● **Text to read**:
Hilltop Estate Is Like Living in a Video Game — With Good Reason

With a style that’s part castle, part playground, part observatory and all fantasy, it’s no surprise to learn that this Austin, Texas, home is the creation of a noted videogame developer, Richard Garriott. Originally constructed as a more-or-less conventional home in 1987, Garriott added secret rooms — starting with a dungeon — and a maze of hidden passages until the 4,790-square-foot home, dubbed Britannia Manor II, resembled nothing so much as a videogame-turned-reality. “A lot of my games include portals or gateways,” Garriott told HGTV, which lead to “fantasy worlds, just like the experience of going through the house.”

● **Tasks to perform**:
(1) In the article about the Austin hilltop home, what was the first secret room Garriott added?
(2) Render the rows below as a numbered list with blank lines left out, starting at the row that contains "Can you spot the black bag" and ending at the row that contains "x=152, y=266".

● **Record set**:
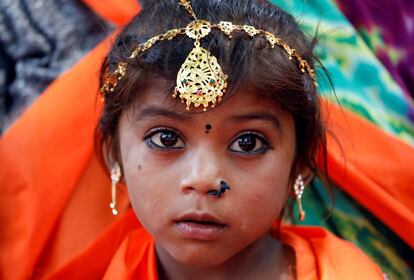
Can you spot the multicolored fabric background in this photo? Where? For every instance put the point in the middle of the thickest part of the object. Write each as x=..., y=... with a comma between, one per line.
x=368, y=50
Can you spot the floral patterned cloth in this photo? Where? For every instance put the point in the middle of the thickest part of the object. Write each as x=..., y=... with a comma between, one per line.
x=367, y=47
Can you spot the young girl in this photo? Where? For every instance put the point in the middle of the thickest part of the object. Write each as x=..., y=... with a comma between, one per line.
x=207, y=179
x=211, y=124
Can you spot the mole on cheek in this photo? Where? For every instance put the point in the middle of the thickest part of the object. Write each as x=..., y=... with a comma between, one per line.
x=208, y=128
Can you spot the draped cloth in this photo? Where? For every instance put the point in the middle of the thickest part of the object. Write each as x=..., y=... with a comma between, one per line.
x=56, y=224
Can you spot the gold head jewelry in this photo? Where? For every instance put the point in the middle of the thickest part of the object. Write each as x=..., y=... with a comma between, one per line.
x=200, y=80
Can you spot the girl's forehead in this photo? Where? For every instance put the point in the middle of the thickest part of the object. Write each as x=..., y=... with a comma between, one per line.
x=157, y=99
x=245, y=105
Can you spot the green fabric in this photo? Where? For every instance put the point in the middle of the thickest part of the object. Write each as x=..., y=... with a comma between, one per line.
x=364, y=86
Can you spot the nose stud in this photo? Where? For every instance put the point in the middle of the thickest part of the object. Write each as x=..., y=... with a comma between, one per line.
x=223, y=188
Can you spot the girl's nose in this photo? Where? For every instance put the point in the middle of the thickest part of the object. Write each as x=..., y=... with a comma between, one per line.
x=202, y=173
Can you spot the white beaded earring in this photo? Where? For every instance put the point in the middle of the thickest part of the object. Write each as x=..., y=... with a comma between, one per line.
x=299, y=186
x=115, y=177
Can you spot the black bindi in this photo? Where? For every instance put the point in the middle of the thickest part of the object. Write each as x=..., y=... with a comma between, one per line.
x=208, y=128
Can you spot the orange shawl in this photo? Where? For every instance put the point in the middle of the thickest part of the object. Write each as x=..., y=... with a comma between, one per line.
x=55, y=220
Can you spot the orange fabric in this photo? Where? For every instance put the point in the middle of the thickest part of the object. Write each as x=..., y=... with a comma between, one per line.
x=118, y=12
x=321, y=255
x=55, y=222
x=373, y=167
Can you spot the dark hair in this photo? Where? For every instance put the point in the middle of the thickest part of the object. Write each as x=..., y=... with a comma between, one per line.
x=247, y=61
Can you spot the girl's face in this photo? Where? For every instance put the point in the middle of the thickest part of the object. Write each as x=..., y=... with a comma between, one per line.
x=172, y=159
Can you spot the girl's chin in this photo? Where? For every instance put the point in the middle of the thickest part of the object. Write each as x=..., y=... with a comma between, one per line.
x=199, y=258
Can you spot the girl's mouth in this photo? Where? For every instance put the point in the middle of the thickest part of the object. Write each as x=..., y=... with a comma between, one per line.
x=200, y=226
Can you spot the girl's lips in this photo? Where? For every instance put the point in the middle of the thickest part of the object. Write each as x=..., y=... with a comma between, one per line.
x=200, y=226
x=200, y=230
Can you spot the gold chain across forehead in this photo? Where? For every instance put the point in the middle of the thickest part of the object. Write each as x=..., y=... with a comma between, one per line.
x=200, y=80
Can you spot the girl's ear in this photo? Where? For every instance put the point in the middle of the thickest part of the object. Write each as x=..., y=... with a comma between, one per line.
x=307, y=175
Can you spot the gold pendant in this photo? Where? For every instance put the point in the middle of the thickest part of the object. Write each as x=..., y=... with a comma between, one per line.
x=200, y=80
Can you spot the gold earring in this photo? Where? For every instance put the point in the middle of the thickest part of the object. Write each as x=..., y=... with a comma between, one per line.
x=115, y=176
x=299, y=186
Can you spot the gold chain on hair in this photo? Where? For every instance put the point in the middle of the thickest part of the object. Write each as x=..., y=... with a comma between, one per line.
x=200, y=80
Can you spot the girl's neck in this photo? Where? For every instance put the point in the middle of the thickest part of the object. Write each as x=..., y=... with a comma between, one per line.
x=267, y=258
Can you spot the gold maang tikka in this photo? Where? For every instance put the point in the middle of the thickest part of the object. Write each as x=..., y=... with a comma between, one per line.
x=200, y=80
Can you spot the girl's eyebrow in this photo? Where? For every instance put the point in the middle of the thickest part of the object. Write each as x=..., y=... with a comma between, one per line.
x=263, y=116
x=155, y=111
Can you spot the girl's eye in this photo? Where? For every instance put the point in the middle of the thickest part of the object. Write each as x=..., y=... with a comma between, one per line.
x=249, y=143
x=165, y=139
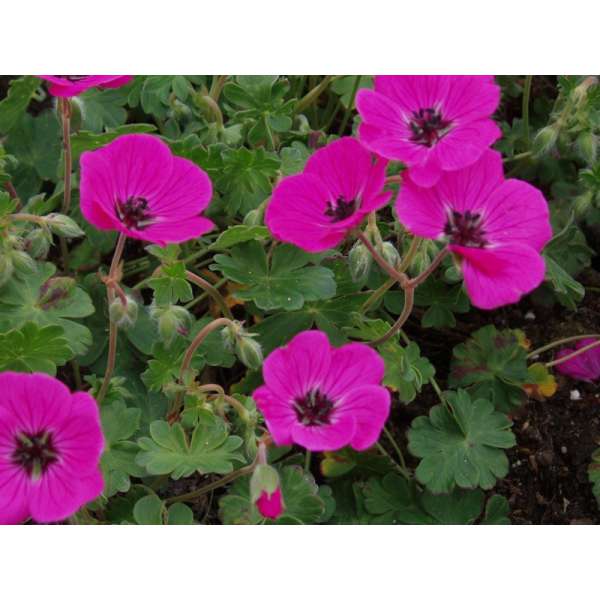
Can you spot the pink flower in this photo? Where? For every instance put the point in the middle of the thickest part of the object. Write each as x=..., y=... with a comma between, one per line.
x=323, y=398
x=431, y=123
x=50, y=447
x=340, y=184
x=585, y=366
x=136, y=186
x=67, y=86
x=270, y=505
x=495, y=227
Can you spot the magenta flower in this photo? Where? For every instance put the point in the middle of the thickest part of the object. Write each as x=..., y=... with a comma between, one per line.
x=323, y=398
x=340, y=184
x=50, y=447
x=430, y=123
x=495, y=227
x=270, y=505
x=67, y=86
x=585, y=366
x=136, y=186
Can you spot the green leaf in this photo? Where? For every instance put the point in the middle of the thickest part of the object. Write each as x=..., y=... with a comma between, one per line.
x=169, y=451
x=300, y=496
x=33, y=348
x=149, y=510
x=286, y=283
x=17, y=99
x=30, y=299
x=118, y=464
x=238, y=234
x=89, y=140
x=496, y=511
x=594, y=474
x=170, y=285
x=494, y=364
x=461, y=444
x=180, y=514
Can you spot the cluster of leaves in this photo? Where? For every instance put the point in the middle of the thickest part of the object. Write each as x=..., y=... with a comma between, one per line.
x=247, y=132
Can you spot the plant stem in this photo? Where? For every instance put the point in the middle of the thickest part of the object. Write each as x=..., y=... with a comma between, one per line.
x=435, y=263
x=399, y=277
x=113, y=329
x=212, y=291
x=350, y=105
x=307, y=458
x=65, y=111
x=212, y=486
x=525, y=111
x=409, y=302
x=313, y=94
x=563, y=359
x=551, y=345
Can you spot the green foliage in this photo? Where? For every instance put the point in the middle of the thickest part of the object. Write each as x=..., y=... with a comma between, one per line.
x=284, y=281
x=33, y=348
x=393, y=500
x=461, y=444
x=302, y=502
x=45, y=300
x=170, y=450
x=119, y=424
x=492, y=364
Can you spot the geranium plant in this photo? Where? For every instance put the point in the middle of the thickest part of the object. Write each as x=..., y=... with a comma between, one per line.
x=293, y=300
==
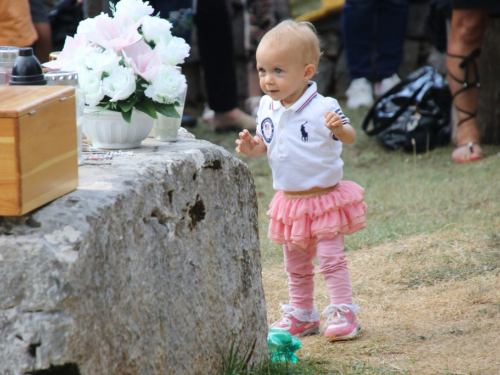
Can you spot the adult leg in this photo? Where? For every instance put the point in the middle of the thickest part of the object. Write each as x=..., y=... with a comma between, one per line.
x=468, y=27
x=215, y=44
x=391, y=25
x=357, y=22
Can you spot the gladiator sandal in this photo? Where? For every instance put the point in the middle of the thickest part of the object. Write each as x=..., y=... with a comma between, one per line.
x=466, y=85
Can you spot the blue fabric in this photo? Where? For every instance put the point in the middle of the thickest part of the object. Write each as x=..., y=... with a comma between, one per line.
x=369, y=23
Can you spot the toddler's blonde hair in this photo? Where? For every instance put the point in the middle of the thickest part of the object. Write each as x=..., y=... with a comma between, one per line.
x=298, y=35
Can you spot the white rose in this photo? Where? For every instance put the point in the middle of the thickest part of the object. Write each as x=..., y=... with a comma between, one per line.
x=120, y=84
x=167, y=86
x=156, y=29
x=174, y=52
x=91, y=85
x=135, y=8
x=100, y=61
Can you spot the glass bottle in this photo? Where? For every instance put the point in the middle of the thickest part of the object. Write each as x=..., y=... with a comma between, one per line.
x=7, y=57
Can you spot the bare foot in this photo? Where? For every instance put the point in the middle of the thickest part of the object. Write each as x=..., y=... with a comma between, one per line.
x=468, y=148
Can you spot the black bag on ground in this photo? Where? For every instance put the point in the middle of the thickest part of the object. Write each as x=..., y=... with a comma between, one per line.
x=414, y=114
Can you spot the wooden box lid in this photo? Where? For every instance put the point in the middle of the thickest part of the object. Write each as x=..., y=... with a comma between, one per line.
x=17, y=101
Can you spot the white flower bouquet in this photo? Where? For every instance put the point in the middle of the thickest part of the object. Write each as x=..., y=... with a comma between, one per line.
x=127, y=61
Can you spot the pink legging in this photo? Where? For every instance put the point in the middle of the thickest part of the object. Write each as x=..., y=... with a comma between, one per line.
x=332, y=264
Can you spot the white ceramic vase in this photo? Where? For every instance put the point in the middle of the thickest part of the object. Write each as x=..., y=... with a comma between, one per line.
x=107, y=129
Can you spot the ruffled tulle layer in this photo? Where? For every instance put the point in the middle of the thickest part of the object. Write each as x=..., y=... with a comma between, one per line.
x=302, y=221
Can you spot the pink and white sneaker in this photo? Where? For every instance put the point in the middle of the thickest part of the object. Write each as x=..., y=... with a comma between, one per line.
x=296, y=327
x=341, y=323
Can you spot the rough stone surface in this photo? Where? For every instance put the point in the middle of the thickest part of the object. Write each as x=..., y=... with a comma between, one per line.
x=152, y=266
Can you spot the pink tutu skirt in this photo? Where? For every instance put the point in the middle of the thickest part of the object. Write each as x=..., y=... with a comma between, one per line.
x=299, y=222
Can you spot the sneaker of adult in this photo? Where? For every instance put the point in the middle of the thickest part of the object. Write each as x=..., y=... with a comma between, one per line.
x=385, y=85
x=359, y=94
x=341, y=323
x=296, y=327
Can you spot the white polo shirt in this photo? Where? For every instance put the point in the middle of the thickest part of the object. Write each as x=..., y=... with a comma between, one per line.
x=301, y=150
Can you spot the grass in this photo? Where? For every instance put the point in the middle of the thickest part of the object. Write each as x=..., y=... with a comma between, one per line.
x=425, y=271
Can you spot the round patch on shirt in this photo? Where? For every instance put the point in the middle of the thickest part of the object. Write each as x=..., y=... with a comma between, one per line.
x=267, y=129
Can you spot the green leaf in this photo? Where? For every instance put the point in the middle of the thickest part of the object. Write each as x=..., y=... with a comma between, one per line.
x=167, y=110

● **Answers for this exercise**:
(1) A dungeon.

(2)
1. Can you spot the black bag on ground in this photo? Where? For every instance put the point in the middle of the thickest part of the object. Write each as x=..., y=... with a comma between, one per line.
2. x=414, y=114
3. Can you spot the wooden box lid in this photo? Where? For every instance put the point in the middle of the thickest part of the object. Write each as x=..., y=... with a comma between, one per line.
4. x=17, y=101
5. Can you spot the white flower bouquet in this photo? Where? For every instance put the point in the middle of the thickest part of the object. Write each as x=..., y=... with a comma between, one per line.
6. x=127, y=61
7. Can you spot the pink legging in this photo? Where? For every instance put the point in the middle of the thickest part of the object. Write each as x=..., y=... with a comma between, one per line.
8. x=332, y=264
9. Can you spot the white ceramic vase in this photo? Where? For every instance put the point in the middle of the thickest part of the object. Write each as x=..., y=... with a comma between, one per line.
10. x=107, y=129
11. Can you spot the ruffled tulle layer in this photo? Where? For every instance put the point in the middle of the thickest part of the object. Write each as x=..., y=... with a comma between, one per line.
12. x=302, y=221
13. Can you spot the pink and white sneaker in this photo? Where? For every instance put the point in the middle of the thickest part of the object. Write each as x=..., y=... with a comma between, one per line.
14. x=296, y=327
15. x=341, y=323
16. Can you spot the rough stone surface in this photo? Where? For every instance put the point in the middle of the thickest part of the object. Write each as x=..., y=... with a comma between, one per line.
17. x=152, y=266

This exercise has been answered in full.